### [Parts of the exercise]
A. Quote the Riverside review word for word, everything from "Why Riverside stands" down to "worth the price?".
B. In the Riverside review, in what format and at what sample rate does each participant's device capture audio?

### [Excerpt provided]
Worth it if: Standard ($19/mo) works if you record 1-2 episodes per month under 90 minutes each

Think twice if: The Standard plan's 5 hours/month sounds generous until you factor in real podcast production

Riverside is best for

You record video podcasts or interviews where both audio and video quality need to be professional, and your guests aren't technical enough to install software. Skip it if you only do audio podcasts and don't need video at all. The sweet spot is video-first podcasters, YouTube interviewers, and creators who repurpose long recordings into short social clips.

Why Riverside stands out

Local recording quality, zero-friction guest experience, and the built-in text-based editor. Local recording means each participant's device captures audio at 48kHz WAV and video at up to 4K, then uploads after the session -- your guest's spotty WiFi doesn't ruin your recording. Guests click a link and they're in the studio, no app installs. The text-based editor lets you edit your recording by deleting words from the transcript instead of scrubbing a timeline. vs. Squadcast: Riverside has 4K video and a more polished editing suite, but Squadcast integrates directly with Descript. vs. Zencastr: Riverside wins on video quality and guest experience, but Zencastr bundles hosting and distribution that Riverside doesn't offer.

Is Riverside worth the price?

Standard ($19/mo) works if you record 1-2 episodes per month under 90 minutes each. Pro ($24/mo) if you're weekly or your episodes run long. Test the free plan first -- record an actual episode, not just a test call, and evaluate the upload speed and editing workflow with real content. Don't go annual until you've published at least 3-4 episodes through Riverside and confirmed the recording hour limits work for your schedule.

### [Data provided]
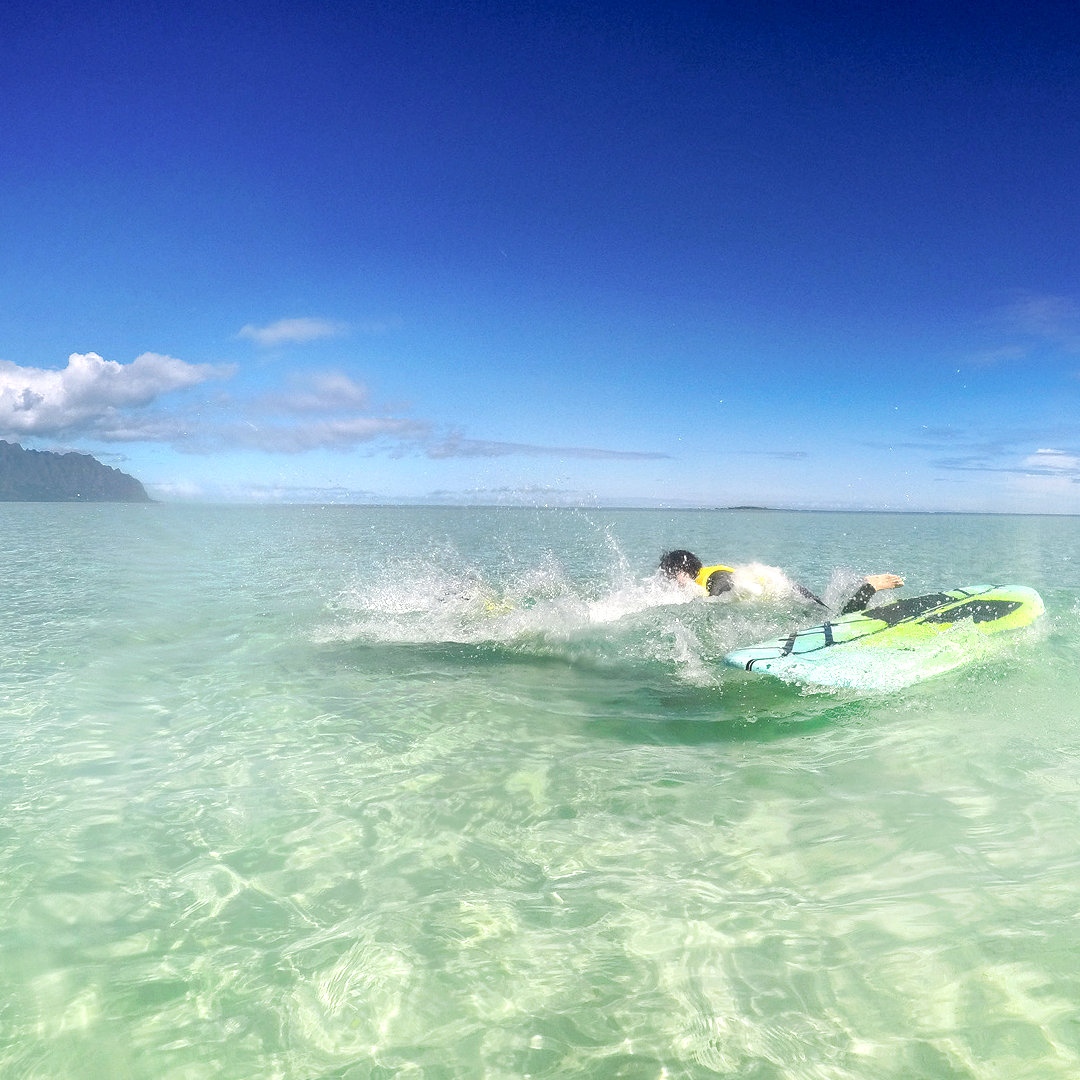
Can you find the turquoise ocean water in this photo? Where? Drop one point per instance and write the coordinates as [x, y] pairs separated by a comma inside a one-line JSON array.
[[442, 793]]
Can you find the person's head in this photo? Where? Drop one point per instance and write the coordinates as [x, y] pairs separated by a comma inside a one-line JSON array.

### [Problem solutions]
A.
Why Riverside stands out

Local recording quality, zero-friction guest experience, and the built-in text-based editor. Local recording means each participant's device captures audio at 48kHz WAV and video at up to 4K, then uploads after the session -- your guest's spotty WiFi doesn't ruin your recording. Guests click a link and they're in the studio, no app installs. The text-based editor lets you edit your recording by deleting words from the transcript instead of scrubbing a timeline. vs. Squadcast: Riverside has 4K video and a more polished editing suite, but Squadcast integrates directly with Descript. vs. Zencastr: Riverside wins on video quality and guest experience, but Zencastr bundles hosting and distribution that Riverside doesn't offer.

Is Riverside worth the price?

B. 48kHz WAV